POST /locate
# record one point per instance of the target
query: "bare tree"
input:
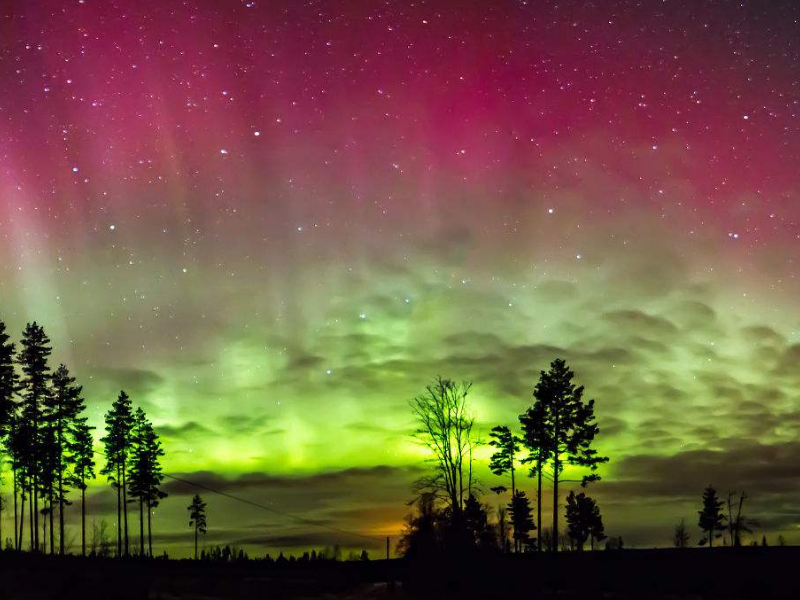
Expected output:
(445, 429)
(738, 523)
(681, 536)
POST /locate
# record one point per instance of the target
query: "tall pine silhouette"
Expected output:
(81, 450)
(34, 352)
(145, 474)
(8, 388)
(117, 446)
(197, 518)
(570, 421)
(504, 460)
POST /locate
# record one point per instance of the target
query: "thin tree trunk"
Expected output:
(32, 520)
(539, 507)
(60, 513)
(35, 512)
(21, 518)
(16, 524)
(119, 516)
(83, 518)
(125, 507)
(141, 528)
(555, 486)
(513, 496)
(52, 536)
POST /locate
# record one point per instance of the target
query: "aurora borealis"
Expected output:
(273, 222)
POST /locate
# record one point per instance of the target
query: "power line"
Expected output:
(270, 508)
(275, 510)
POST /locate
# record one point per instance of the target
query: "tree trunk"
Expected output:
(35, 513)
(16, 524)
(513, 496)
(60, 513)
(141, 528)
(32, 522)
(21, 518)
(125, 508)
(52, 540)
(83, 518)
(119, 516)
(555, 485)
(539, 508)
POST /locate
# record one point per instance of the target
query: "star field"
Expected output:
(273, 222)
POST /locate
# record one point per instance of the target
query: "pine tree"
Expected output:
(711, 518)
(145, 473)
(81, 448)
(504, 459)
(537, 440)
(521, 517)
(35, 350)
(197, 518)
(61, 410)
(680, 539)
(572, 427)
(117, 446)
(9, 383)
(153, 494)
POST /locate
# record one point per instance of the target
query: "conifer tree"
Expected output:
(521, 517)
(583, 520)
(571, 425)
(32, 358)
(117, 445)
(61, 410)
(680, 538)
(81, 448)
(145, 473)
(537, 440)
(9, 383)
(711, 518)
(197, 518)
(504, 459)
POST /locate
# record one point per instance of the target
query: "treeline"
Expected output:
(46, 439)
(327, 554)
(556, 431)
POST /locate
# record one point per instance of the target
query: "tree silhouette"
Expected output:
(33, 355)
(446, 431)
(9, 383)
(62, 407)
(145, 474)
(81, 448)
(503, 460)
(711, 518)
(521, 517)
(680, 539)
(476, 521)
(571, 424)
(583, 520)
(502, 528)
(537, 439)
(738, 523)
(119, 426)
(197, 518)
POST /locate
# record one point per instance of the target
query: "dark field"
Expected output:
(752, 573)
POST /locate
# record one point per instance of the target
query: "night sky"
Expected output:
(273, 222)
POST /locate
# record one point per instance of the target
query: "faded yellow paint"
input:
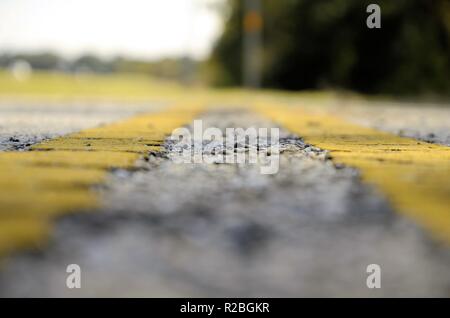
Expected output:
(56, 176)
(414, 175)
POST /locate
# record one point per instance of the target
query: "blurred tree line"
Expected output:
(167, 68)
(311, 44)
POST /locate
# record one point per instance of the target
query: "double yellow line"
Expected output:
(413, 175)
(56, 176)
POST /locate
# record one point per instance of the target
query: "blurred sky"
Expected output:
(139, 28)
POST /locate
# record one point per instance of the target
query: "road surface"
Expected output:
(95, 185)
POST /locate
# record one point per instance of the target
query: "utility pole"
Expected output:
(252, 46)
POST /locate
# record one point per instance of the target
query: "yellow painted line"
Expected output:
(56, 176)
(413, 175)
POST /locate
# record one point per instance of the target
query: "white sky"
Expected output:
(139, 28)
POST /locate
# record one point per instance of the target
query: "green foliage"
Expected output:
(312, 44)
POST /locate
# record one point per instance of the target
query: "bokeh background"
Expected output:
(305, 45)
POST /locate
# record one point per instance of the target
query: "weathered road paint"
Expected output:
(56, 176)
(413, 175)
...
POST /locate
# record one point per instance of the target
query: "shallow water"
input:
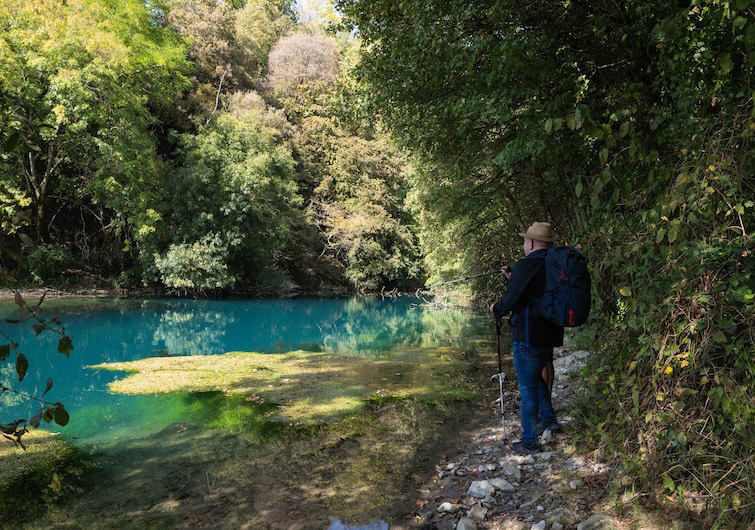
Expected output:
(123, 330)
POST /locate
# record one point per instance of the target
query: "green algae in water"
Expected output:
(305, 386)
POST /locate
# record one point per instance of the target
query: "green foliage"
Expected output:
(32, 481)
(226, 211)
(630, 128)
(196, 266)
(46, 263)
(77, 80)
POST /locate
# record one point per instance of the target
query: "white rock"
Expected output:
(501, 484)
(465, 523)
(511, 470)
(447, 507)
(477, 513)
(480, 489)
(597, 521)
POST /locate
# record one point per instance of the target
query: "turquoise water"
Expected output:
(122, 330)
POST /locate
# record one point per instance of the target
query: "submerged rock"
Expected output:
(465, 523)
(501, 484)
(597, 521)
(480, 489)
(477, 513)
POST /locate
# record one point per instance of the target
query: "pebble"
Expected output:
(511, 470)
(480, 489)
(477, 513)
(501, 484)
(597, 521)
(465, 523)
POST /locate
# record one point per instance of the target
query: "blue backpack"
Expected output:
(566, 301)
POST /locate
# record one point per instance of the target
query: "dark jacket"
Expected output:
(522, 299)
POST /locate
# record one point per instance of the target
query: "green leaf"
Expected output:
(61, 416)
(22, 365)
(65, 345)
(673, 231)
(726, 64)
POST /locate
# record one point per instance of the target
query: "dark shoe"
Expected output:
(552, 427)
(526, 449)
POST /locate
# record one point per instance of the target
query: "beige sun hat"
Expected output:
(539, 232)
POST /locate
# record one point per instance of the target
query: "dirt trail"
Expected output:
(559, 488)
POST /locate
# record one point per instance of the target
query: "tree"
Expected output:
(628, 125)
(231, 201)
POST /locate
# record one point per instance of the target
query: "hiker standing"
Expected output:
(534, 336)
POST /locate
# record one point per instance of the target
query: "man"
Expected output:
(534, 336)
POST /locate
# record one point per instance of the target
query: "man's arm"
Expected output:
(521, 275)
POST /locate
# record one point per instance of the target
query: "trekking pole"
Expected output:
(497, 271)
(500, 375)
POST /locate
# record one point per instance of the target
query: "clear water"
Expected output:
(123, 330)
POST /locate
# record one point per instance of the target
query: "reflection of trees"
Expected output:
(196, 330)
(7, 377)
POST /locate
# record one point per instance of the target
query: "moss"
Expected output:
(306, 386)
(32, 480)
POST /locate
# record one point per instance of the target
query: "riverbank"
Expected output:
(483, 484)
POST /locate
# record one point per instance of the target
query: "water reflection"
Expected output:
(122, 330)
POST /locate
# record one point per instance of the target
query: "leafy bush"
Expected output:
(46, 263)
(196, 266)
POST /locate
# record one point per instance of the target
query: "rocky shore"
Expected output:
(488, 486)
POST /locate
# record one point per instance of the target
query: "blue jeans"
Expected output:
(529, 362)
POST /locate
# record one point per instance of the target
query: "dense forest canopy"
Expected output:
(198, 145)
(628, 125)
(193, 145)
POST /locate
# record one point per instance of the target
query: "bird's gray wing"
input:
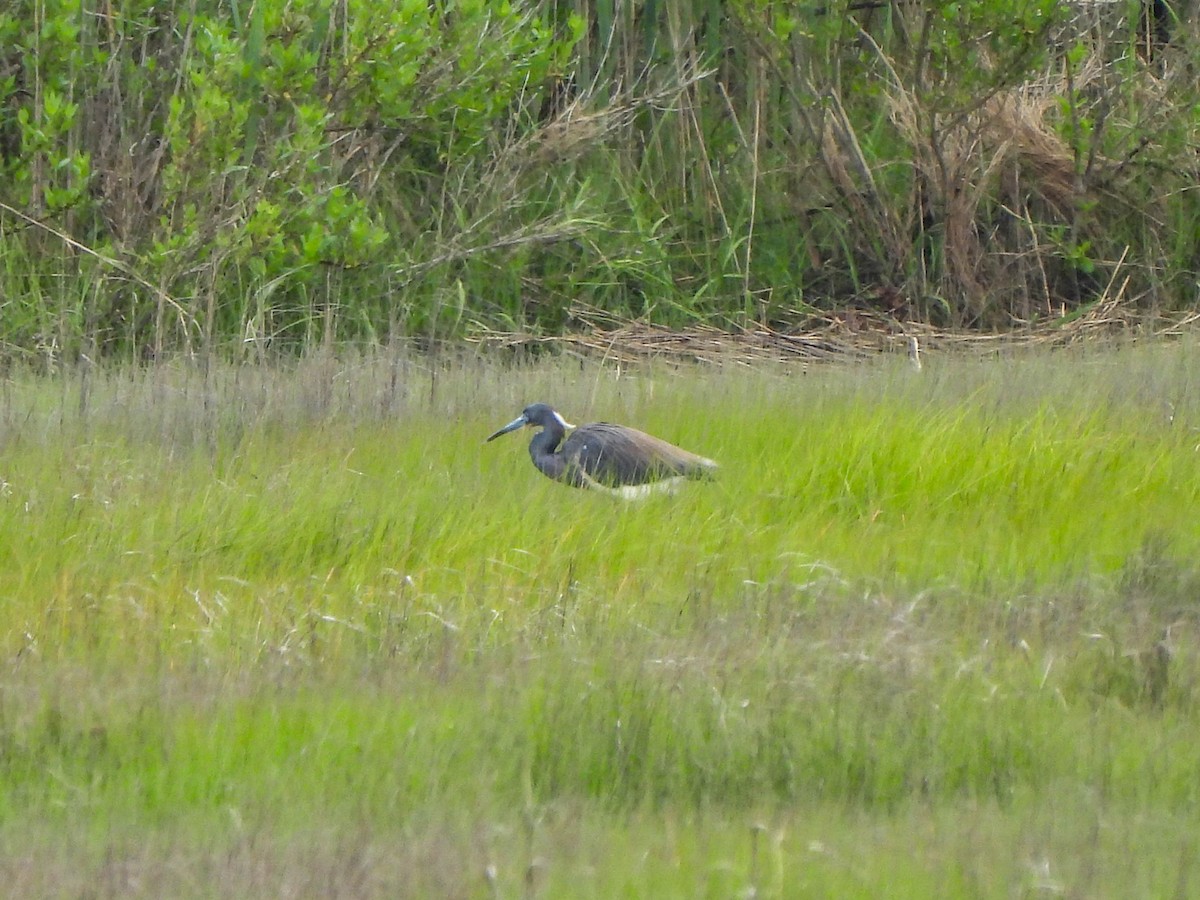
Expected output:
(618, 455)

→ **The exercise**
Pick out and copy every line in the entries above that contains the word "green", matching its case exactly.

→ **Written response**
query: "green foliage"
query: "green algae in water"
query: "green foliage"
query: "green leaf"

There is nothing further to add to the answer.